- **Extrait de page**:
------------------------------

Du point de vue moral, ces programmes ne poseraient aucun problème à aucun artiste, si leur base de données était légale. Mais elle ne l’est pas. Ces entreprises le savent, bien évidemment, mais comptent sur le fait qu’aucun des artistes spoliés n’a les moyens de s’opposer à eux juridiquement.
Remarque de dernière minute : je viens de voir passer une interview du patron de Midjourney, David Holz, pour Forbes. Sa réponse au sujet du non-respect du droit d’auteur est confondante de cynisme : il reconnaît que le système qu’il a mis au point récupère des centaines de millions d’images, et qu’il lui est tout simplement impossible de savoir si elles sont protégées et à qui elles appartiennent, mais que cela ne l’empêchera pas de continuer. On croit rêver.
J’en profite pour apporter une précision : parfois, lors des discussions sur ces sujets, je m’aperçois que la plupart des gens ne savent pas vraiment en quoi consiste le droit d’auteur ; pire, celui-ci est parfois perçu comme un « privilège ». Pourtant, le droit d’auteur est ce qui permet à l’immense majorité de l’art d’exister. Sans lui, seuls les riches héritiers pourraient devenir artistes.
Le principe est très simple : pour utiliser une œuvre commercialement, il faut rémunérer l’artiste. Par exemple, si un éditeur veut utiliser une de mes illustrations pour la couverture d’un roman, il doit me payer. Je suis obligé d’insister sur ce point, car, aussi étonnant que cela puisse paraître, beaucoup de gens ne comprennent pas qu’un artiste soit rémunéré : si une entreprise gagne de l’argent grâce à mon travail, je dois en percevoir une partie.
Exactement comme n’importe quel salarié, en fait. Votre employeur gagne de l’argent grâce à votre travail, en contrepartie, il vous rémunère pour cela. C’est simple et, pourtant, vous n’imaginez pas le nombre de trolls gens qui reprochent aux artistes de vouloir gagner leur vie en vendant leur art. Comme si artiste n’était pas un métier.
Oui, artiste est un métier. Oui, contrairement aux IA, les artistes mangent (souvent des pâtes) et se chauffent, ils payent des factures et des impôts comme tout le monde. Ce ne sont pas des privilégiés. Ce sont des travailleurs. Passionnés, certes, mais travailleurs.
Et ces travailleurs, nous en avons tous besoin, collectivement. Vous pensez peut-être que le problème actuel ne concerne que les artistes. Détrompez-vous. Même si vous croyez ne pas vous intéresser à l’art plus que cela, vous en « consommez » en fait toute la journée sans vous en rendre compte. Tout le design graphique (logos et mise en page), tout le design industriel (les objets, les voitures), tout le design textile (vos vêtements), l’architecture, etc. La liste est longue.

------------------------------

- **Entrées**:
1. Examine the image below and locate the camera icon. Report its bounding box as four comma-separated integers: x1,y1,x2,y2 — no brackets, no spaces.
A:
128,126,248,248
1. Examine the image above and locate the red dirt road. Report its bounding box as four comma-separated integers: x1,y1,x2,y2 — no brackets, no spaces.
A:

------------------------------

- **Série de consignes**:
A – Les affirmations suivantes sont-elles conformes à l'extrait sur le droit d'auteur ? Pour chacune, répondez par oui ou non et citez mot pour mot les termes de l'extrait qui tranchent : (i) le patron de Midjourney dit pouvoir savoir à qui appartiennent les images récupérées ; (ii) sans le droit d'auteur, seuls les riches héritiers pourraient devenir artistes ; (iii) les voitures sont citées parmi le design industriel.
B – Renvoyez à l'identique le passage de l'extrait sur le droit d'auteur qui va de « Et ces travailleurs, nous » à « liste est longue. ».

- **Réponses**:
A –
(i) Non : « il lui est tout simplement impossible de savoir si elles sont protégées et à qui elles appartiennent ».
(ii) Oui : « Sans lui, seuls les riches héritiers pourraient devenir artistes. »
(iii) Oui : « tout le design industriel (les objets, les voitures) ».

B –
Et ces travailleurs, nous en avons tous besoin, collectivement. Vous pensez peut-être que le problème actuel ne concerne que les artistes. Détrompez-vous. Même si vous croyez ne pas vous intéresser à l’art plus que cela, vous en « consommez » en fait toute la journée sans vous en rendre compte. Tout le design graphique (logos et mise en page), tout le design industriel (les objets, les voitures), tout le design textile (vos vêtements), l’architecture, etc. La liste est longue.